TEXT PASSAGE:
RESPOND3 – Responsible early digital drug discovery
Drug discovery is a long marathon and our athletes need all the help they can get. This is a challenge we, in RESPOND3, want to answer to through the development of better computational methods. This is a highly interdisciplinary Digital Life Norway project that strives to replicate the dynamic of an early drug discovery project – a bold project for academia to venture in if we have in mind that the development of a new drug takes a long time and millions upon millions of dollars – but let us not get intimidated by that! The current pandemic has slowed down our pace, but now we are moving forward with monthly meetings (digital of course) to share and discuss our collective scientific efforts.
The RESPOND3 research group at a Zoom meeting. The effort is driven by 3 groups at the University of Bergen (UiB) (Nathalie Reuter, Bengt Erik Haug, Ruth Brenk), one group at Western Norway University of Applied Sciences (HVL) (Alexander Lundervold) and another one at University of Copenhagen (Helen Yu).
The RESPOND3 project sits on 4 work packages: 1) Computational drug-target affinity prediction, 2) Medicinal Chemistry, 3) Compound Assays and Structural Biology, and 4) Responsible Research and Innovation. This linear enumeration does not make justice to their interdependence. Packages 1), 2) and 3) are the three pillars of the modern structure-based drug design cycle; they inform each other iteratively: computational predictions of binding affinity allow to prioritize compounds to be synthesized which in turn can be tested for biological activity. What about the work package 4)? It is the medium in which the others are embedded, since responsible research and transparency is of utmost importance for a research project that balances the interests of different stakeholders: researchers, private investors, people in need of the drug, government, society. And the stakes are high for everyone involved when millions are invested, thousands of hours of labor are put forward, and the outcome is uncertain.
The research environment of the project provides the perfect playground to develop better computational tools to aid drug discovery. The reason is that the methods can not only be tested retrospectively, but also prospectively within the project, for example in aiding the development of therapeutics for Chronic Obstructive Pulmonary Disease (COPD).
This live feedback is key for the computational tools developers to bring about a tool that is useful for the medicinal chemists. Thanks to the growing amount of relevant drug discovery data available in public databases the use of modern machine learning methods is being explored to develop approaches that can further streamline drug discovery. The use of machine learning presents the potential to curb the computational cost versus accuracy trade-off that classical methods are known for.

ACTIVITY:
Copy the part of the RESPOND3 project text starting at "RESPOND3 – Responsible" and ending at "collective scientific efforts.".

PROVIDED INFORMATION:
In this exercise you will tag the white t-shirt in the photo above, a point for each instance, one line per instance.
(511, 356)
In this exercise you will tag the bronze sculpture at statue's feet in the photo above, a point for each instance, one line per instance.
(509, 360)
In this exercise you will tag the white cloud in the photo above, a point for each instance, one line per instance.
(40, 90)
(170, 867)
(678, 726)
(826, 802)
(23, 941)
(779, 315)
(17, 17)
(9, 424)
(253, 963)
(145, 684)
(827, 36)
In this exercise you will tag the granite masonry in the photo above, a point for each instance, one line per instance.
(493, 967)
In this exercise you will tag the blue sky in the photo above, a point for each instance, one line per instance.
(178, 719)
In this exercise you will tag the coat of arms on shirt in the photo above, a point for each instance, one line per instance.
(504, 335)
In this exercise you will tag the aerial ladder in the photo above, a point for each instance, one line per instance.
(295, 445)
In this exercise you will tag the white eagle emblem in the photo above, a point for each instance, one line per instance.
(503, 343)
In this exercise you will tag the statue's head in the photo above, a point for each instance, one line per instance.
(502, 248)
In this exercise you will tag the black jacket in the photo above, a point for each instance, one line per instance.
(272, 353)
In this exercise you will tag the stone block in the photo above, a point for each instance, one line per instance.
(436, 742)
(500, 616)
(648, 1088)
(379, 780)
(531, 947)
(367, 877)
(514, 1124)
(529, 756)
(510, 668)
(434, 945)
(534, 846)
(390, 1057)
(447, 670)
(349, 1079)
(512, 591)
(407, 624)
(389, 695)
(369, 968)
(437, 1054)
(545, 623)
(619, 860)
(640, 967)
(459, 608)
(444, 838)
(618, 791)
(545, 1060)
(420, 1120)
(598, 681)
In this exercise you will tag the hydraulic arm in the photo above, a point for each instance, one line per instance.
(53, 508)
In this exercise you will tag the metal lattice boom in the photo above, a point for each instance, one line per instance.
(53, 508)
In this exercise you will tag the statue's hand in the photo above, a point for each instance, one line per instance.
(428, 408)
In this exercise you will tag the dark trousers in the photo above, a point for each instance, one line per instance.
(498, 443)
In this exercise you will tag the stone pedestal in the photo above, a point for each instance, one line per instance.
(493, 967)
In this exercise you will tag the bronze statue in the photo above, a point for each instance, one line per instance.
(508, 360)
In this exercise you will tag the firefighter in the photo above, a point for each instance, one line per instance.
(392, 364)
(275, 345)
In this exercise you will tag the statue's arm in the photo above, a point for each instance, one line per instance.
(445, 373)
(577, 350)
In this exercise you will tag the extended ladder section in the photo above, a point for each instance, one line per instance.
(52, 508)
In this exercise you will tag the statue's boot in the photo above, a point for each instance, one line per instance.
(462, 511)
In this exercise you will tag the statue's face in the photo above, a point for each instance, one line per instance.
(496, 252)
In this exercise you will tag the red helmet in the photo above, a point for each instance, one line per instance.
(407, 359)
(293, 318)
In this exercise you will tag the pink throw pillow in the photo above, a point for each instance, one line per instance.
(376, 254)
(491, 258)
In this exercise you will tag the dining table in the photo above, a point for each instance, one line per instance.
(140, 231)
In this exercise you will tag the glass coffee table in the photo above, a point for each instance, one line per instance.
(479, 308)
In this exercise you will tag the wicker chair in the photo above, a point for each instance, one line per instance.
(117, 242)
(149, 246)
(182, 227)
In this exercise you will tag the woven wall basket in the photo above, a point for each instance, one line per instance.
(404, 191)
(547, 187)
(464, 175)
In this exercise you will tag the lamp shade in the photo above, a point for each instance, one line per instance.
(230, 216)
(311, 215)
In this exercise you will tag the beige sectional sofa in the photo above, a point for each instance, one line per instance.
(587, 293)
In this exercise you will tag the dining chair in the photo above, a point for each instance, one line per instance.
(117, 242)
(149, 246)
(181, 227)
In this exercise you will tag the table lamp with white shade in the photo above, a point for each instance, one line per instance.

WRITTEN REPLY:
RESPOND3 – Responsible early digital drug discovery
Drug discovery is a long marathon and our athletes need all the help they can get. This is a challenge we, in RESPOND3, want to answer to through the development of better computational methods. This is a highly interdisciplinary Digital Life Norway project that strives to replicate the dynamic of an early drug discovery project – a bold project for academia to venture in if we have in mind that the development of a new drug takes a long time and millions upon millions of dollars – but let us not get intimidated by that! The current pandemic has slowed down our pace, but now we are moving forward with monthly meetings (digital of course) to share and discuss our collective scientific efforts.